§ OBJETIVO
Extrae todas las líneas de los ítems que siguen y reprodúcelas sin alterar nada.

**** ÍTEMS A PROCESAR

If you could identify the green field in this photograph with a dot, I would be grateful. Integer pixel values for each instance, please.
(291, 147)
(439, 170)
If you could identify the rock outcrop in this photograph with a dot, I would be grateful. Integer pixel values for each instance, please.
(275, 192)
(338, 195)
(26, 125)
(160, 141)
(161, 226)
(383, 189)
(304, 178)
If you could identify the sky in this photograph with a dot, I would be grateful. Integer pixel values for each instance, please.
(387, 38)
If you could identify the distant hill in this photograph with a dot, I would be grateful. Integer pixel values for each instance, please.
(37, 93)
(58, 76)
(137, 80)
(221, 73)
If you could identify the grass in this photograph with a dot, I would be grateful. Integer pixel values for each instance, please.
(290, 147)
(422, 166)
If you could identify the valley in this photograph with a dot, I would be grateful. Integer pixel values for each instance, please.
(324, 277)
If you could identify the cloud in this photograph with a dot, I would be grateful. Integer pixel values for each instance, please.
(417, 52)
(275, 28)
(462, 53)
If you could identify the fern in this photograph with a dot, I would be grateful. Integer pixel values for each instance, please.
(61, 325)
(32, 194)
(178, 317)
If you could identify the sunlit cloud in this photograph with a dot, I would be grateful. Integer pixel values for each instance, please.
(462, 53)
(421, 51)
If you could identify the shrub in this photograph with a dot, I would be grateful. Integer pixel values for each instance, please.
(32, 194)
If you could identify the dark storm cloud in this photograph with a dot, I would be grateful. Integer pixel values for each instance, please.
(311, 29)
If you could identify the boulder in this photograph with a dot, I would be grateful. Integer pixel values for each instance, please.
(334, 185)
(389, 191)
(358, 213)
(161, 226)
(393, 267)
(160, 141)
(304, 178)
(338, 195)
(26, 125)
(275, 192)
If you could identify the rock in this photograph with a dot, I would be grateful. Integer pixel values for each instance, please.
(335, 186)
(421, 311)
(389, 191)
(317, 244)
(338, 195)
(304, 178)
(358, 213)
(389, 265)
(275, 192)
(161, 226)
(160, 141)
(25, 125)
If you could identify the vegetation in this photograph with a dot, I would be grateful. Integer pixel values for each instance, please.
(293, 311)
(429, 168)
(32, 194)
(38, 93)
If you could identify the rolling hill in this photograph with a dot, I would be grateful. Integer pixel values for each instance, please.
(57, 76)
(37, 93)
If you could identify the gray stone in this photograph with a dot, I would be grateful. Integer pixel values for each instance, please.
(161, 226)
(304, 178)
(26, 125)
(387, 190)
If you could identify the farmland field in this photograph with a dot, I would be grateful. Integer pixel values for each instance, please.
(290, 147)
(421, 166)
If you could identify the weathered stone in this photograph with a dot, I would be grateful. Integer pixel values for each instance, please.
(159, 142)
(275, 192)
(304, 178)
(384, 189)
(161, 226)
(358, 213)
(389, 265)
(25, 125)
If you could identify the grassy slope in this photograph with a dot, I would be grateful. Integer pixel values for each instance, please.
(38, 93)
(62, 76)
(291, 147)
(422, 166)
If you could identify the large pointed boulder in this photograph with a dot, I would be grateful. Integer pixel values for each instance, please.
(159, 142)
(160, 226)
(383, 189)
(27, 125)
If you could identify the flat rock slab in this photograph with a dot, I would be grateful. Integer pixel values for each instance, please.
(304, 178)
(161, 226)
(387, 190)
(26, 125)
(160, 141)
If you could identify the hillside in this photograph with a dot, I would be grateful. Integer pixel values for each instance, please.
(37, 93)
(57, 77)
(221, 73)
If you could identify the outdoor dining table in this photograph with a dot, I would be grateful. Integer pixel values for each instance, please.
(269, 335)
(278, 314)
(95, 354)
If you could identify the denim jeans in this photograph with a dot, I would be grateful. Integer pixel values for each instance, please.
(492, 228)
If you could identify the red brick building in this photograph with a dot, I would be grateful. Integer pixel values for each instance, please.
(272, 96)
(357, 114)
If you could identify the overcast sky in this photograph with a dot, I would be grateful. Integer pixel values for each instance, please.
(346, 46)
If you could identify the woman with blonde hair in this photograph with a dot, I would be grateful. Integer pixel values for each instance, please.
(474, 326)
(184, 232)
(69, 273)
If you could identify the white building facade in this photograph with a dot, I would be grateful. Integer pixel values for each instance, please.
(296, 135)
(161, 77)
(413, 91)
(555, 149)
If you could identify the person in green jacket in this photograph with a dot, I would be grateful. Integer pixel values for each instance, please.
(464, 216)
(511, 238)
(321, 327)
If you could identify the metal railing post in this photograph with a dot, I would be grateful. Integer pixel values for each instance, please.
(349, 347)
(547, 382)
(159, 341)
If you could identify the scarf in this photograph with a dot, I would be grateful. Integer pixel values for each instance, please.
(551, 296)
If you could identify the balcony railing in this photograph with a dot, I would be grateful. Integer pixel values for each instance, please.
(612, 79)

********

§ RESULTADO OBTENIDO
If you could identify the green field in this photograph with a dot, I would be grateful. Integer pixel values for each instance, please.
(291, 147)
(439, 170)
If you could identify the rock outcrop in this photograph with a dot, I would be grateful. Integer pixel values for each instance, please.
(275, 192)
(338, 195)
(26, 125)
(160, 141)
(161, 226)
(383, 189)
(304, 178)
If you could identify the sky in this photograph with a dot, I would be grateful. Integer pixel values for each instance, please.
(387, 38)
If you could identify the distant hill in this photograph with a dot, I would be grateful. Integer pixel values for each instance, please.
(37, 93)
(58, 76)
(137, 80)
(221, 73)
If you could identify the grass in this photograph with a dot, I would be grateful. Integer pixel values for each instance, please.
(290, 147)
(422, 166)
If you could identify the valley in this photograph with a dot, I would be grateful. Integer pixel values for each instance, please.
(324, 277)
If you could identify the cloud in this photograph with a dot, I would be grateful. Integer pixel values for each instance, please.
(417, 52)
(275, 28)
(462, 53)
If you could identify the fern in this photograph with a dot, I would be grateful. Integer pixel values for each instance, please.
(61, 325)
(32, 194)
(178, 317)
If you could identify the sunlit cloud in this photograph with a dot, I would be grateful. Integer pixel values for each instance, please.
(462, 53)
(421, 51)
If you could identify the shrub in this photograph with a dot, I would be grateful. Integer pixel values for each instance, please.
(32, 194)
If you could identify the dark storm cloud in this photograph with a dot, I would be grateful. Integer pixel values for each instance, please.
(311, 29)
If you could identify the boulder in this photograph with a dot, I would be grateful. Integer pixel values for each instance, please.
(334, 185)
(389, 191)
(358, 213)
(161, 226)
(393, 267)
(160, 141)
(304, 178)
(338, 195)
(26, 125)
(275, 192)
If you could identify the rock in this photograph with a dot, I would be grateful. Integer pixel values for each instance, please.
(335, 186)
(421, 311)
(389, 191)
(317, 244)
(338, 195)
(304, 178)
(358, 213)
(389, 265)
(275, 192)
(161, 226)
(160, 141)
(25, 125)
If you could identify the vegetation in this photograph with a dot, I would be grateful. Integer pixel values for each instance, please.
(293, 311)
(429, 168)
(32, 194)
(38, 93)
If you could identify the rolling hill in this photograph with a dot, I would be grateful. Integer pixel values for each instance, please.
(57, 76)
(37, 93)
If you could identify the gray stone in this photograph with a dot, I would be grateful. Integer pixel values for each instance, please.
(161, 226)
(304, 178)
(26, 125)
(387, 190)
If you could identify the farmland field in this photograph with a dot, I would be grateful. Integer pixel values for each instance, please.
(290, 147)
(421, 166)
If you could identify the weathered stone in this photograph with a dot, I would be grateful. Integer pixel values for each instance, please.
(159, 142)
(275, 192)
(304, 178)
(384, 189)
(161, 226)
(358, 213)
(389, 265)
(25, 125)
If you could identify the grassy slope in this photograph with a dot, I would be grateful. Integer pixel values for each instance, please.
(38, 93)
(62, 76)
(291, 147)
(422, 166)
If you could identify the large pointed boulder in this photograph with a dot, I would be grateful. Integer pixel values for each instance, please.
(159, 142)
(160, 226)
(383, 189)
(27, 125)
If you could identify the flat rock slab in this photograph with a dot, I would be grateful. Integer pixel values for each instance, please.
(304, 178)
(161, 226)
(387, 190)
(26, 125)
(160, 141)
If you could identify the hillside in this photograph with a dot, I would be grateful. Integer pixel values for each instance, please.
(37, 93)
(57, 77)
(221, 73)
If you could identify the outdoor dining table in this photograph with a dot, I would be grateful. Integer pixel values for each instance, please.
(269, 335)
(278, 314)
(95, 354)
If you could identify the denim jeans in this photograph with a dot, I would be grateful. Integer pixel values for each instance, please.
(492, 228)
If you could identify the red brick building in this photograph with a dot, I would be grateful. Integer pixel values for each instance, please.
(272, 96)
(357, 114)
If you could identify the overcast sky in this photograph with a dot, I would be grateful. Integer pixel values for each instance, please.
(346, 46)
If you could identify the woman with blonde hair in this photograph with a dot, I would be grateful. Integer pixel values for each instance, please.
(474, 326)
(184, 232)
(69, 273)
If you could identify the white building facade in this photograph with a dot, I would be grateful. Integer pixel values for each instance, please.
(296, 135)
(161, 77)
(413, 91)
(555, 149)
If you could identify the person in green jacket in this photograph with a dot, I would be grateful. Integer pixel values for each instance, please.
(464, 216)
(511, 238)
(321, 327)
If you could identify the metal railing post in this photograph with a dot, I would be grateful. Integer pixel values for each instance, please.
(349, 347)
(547, 382)
(159, 341)
If you could identify the scarf in this photograph with a dot, I would be grateful. Integer pixel values for each instance, please.
(551, 296)
If you could identify the balcony railing in this photograph with a dot, I would be grateful. Integer pixel values for each instance, please.
(612, 79)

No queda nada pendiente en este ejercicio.